Written instruction: Copy out the following lines word for word, without changing anything.

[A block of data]
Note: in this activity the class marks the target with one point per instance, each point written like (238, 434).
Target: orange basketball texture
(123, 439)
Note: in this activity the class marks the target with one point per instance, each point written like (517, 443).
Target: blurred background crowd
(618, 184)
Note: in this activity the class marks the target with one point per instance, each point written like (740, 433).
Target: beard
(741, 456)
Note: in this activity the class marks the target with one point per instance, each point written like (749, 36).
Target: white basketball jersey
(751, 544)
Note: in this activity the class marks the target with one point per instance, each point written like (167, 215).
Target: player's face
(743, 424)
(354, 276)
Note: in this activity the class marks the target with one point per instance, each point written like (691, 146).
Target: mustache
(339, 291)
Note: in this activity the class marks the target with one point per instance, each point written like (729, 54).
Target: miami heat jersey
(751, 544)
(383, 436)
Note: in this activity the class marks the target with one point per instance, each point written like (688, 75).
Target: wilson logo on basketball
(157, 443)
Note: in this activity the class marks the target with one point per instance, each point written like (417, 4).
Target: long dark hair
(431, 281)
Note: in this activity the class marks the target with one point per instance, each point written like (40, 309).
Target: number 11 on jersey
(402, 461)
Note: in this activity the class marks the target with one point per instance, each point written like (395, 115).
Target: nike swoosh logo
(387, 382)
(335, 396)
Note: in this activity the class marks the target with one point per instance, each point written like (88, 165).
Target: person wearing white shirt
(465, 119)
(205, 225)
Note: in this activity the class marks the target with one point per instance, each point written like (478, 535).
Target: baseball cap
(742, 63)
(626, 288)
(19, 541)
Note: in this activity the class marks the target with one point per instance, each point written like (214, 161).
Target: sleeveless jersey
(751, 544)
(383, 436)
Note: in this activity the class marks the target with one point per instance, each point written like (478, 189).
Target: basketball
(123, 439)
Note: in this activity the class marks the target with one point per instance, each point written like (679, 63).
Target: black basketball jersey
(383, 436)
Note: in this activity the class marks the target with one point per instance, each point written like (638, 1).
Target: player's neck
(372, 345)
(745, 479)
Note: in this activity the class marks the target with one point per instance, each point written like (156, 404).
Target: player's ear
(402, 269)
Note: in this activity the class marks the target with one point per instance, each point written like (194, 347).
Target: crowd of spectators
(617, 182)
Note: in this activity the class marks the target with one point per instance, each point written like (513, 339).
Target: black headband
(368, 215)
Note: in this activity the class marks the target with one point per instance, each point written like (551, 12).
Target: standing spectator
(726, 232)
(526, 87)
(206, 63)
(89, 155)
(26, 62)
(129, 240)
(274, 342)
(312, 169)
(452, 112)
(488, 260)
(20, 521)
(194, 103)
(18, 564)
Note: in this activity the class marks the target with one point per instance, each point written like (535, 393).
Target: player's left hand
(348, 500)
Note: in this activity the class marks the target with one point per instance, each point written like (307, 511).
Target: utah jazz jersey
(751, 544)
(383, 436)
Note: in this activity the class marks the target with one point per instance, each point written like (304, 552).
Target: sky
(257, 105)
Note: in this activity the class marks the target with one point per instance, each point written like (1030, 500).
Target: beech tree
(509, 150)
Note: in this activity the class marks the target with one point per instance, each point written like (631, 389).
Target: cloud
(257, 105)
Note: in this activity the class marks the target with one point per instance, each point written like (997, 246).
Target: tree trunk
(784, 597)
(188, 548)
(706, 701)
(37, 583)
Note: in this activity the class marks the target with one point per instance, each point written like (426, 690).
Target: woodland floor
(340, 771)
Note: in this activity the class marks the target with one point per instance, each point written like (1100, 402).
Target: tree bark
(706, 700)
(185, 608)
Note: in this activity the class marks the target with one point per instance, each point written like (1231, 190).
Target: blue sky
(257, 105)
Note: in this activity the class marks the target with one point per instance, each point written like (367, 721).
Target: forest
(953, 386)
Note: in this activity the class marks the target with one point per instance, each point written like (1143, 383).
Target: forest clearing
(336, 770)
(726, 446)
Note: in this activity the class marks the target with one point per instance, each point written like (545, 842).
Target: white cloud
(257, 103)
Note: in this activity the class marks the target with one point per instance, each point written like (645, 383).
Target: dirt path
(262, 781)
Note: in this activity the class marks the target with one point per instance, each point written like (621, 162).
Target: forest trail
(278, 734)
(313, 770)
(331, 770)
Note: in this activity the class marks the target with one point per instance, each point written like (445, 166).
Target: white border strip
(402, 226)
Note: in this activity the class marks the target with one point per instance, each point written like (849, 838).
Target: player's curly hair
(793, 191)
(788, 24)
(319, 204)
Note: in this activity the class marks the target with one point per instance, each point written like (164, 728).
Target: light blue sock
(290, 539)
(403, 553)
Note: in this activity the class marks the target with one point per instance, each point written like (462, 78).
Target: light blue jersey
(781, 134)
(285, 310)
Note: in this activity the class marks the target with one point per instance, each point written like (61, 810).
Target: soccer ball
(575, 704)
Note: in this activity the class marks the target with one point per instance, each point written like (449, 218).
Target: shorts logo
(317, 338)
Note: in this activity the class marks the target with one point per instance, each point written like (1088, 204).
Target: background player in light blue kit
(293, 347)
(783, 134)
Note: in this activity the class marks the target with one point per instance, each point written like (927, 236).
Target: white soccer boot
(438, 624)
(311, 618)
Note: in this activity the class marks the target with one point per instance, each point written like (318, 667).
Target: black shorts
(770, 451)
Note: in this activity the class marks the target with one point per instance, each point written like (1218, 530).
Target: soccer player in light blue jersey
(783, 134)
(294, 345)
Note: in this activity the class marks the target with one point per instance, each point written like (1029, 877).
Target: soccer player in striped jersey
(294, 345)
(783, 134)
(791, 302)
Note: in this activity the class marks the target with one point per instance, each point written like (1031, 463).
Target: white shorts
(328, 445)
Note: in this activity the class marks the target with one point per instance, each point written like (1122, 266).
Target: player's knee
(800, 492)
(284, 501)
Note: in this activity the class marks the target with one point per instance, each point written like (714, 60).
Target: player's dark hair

Answer in full:
Note: in this activity the class marks the target with one point per instance, each point written like (238, 434).
Target: orange basketball texture
(123, 439)
Note: in this activity the class marks the target with one point per instance, each point written like (517, 443).
Target: blurred background crowd
(618, 184)
Note: in this activity the class marks the target with one point per instance, each point written like (740, 433).
Target: beard
(741, 456)
Note: in this activity the class marks the target with one point per instance, each point written like (749, 36).
Target: white basketball jersey
(751, 544)
Note: in this activity the class marks the target with one point per instance, each point written like (167, 215).
Target: player's face
(743, 424)
(354, 276)
Note: in this activity the class marks the target with one point per instance, each point written like (691, 146).
Target: mustache
(339, 291)
Note: in this activity the class marks the target with one point per instance, each point written like (729, 54).
Target: miami heat jersey
(751, 544)
(383, 436)
Note: in this activity the class marks the target with one point per instance, each point written like (688, 75).
Target: wilson logo on basketball
(157, 443)
Note: in this activity the class marks the target with one point per instance, each point written like (417, 4).
Target: long dark hair
(431, 281)
Note: in this activity the class marks the target with one point per instance, each point written like (40, 309).
Target: number 11 on jersey
(402, 461)
Note: in this activity the class marks the target with one point per instance, each point written like (395, 115).
Target: nike swoosh logo
(387, 382)
(335, 396)
Note: in this activity the class marks the target with one point per instance, each point written like (88, 165).
Target: person wearing white shirt
(465, 119)
(205, 225)
Note: in this activity the class marks the target with one point per instance, each point written like (478, 535).
Target: baseball cap
(742, 63)
(626, 288)
(19, 541)
Note: in this activity the class marks the target with one point per instance, each point written like (214, 161).
Target: sleeveless jersey
(751, 544)
(383, 436)
Note: in this activity the class marks the target with one point per instance, each point written like (478, 189).
Target: basketball
(123, 439)
Note: in this activity the class marks the target with one point per instance, each point written like (679, 63).
Target: black basketball jersey
(383, 436)
Note: in this activity the class marks the target with one point per instance, each point written like (638, 1).
Target: player's neck
(372, 345)
(745, 479)
Note: in this activity the class marks the target with one point per instance, each point written like (156, 404).
Target: player's ear
(402, 269)
Note: in this activity the class marks the target with one point per instance, each point written like (194, 347).
Target: crowd of spectators
(617, 182)
Note: in this activity the class marks the target with one point per instance, each point written like (513, 339).
Target: black headband
(368, 215)
Note: in this activity the class marks the target with one point per instance, each point written like (551, 12).
Target: standing spectator
(726, 232)
(526, 87)
(206, 63)
(89, 155)
(26, 62)
(129, 240)
(274, 342)
(312, 169)
(452, 112)
(488, 260)
(20, 521)
(194, 103)
(18, 564)
Note: in this activity the class marks the target with one point per instance, each point written like (535, 393).
Target: player's left hand
(348, 500)
Note: in this activity the class marks the target with one point per instance, each point written like (307, 511).
Target: utah jazz jersey
(751, 544)
(383, 436)
Note: in this activity the class marks the target with one point per instance, each point written like (304, 552).
Target: sky
(257, 105)
Note: in this activity the class marks the target with one point per instance, each point written like (1030, 500).
Target: beech tree
(509, 150)
Note: in this activity the class marks the target with one point per instance, each point written like (631, 389).
Target: cloud
(257, 105)
Note: in this activity the class marks the target with one point per instance, each point written like (997, 246).
Target: tree trunk
(784, 597)
(188, 548)
(706, 701)
(37, 583)
Note: in this activity the class marks the target with one point per instance, each point written like (426, 690).
Target: woodland floor
(340, 771)
Note: in this activity the class marks the target with one point per instance, each point written like (1100, 402).
Target: tree bark
(706, 700)
(185, 608)
Note: in this activity the class marks the target with one point per instance, each point written like (1231, 190).
Target: blue sky
(257, 105)
Note: in this activity the class marks the target with one point per instance, each point written like (367, 721).
Target: forest
(953, 386)
Note: in this activity the class marks the target with one point per instance, each point written like (1143, 383).
Target: forest clearing
(336, 770)
(726, 446)
Note: in this activity the class marks the target with one point per instance, each point written like (545, 842).
Target: white cloud
(257, 103)
Note: in this activity the class marks the target with one point per instance, each point written like (645, 383).
Target: dirt path
(262, 781)
Note: in this activity the class marks the target with one point per instance, each point written like (621, 162).
Target: forest trail
(278, 734)
(313, 770)
(331, 770)
Note: in this activity the class marks the target with one point per instance, each point written like (445, 166).
Target: white border strip
(402, 226)
Note: in this activity the class marks the target with one point per instance, each point written like (849, 838).
Target: player's curly hair
(793, 191)
(788, 24)
(319, 204)
Note: in this activity the class marks the target with one point per instance, each point written like (164, 728).
Target: light blue sock
(290, 539)
(403, 553)
Note: in this activity the class marks the target with one point per instance, each point written like (462, 78).
Target: light blue jersey
(781, 134)
(285, 310)
Note: in this activity the class marks the target with one point per instance, each point written like (61, 810).
Target: soccer ball
(575, 704)
Note: in this activity the class marks the target with one point per instance, each point written like (449, 218).
Target: shorts logo
(317, 338)
Note: in this activity the class marks the target with one point per instance, each point written like (1088, 204).
Target: background player in light blue kit
(293, 347)
(783, 134)
Note: in this activity the class marks the target with one point per instance, each point written like (927, 236).
Target: white soccer boot
(438, 624)
(311, 618)
Note: in this activity the class marks the target with one point per instance, each point written like (318, 667).
Target: black shorts
(770, 451)
Note: in this activity the class marks the target with one point per instance, each point written like (1218, 530).
Target: soccer player in light blue jersey
(783, 134)
(294, 345)
Note: in this activity the class marks the target with one point per instance, each point written like (1029, 877).
Target: soccer player in striped jersey
(294, 345)
(783, 134)
(791, 302)
Note: in this activity the class marks the target with one point per instance, each point written like (1031, 463).
Target: white shorts
(328, 445)
Note: in this activity the class marks the target with one point per instance, each point written like (1122, 266).
Target: player's knee
(800, 492)
(284, 501)
Note: in this activity the class marks the target with one point per instance, each point written like (714, 60).
Target: player's dark hair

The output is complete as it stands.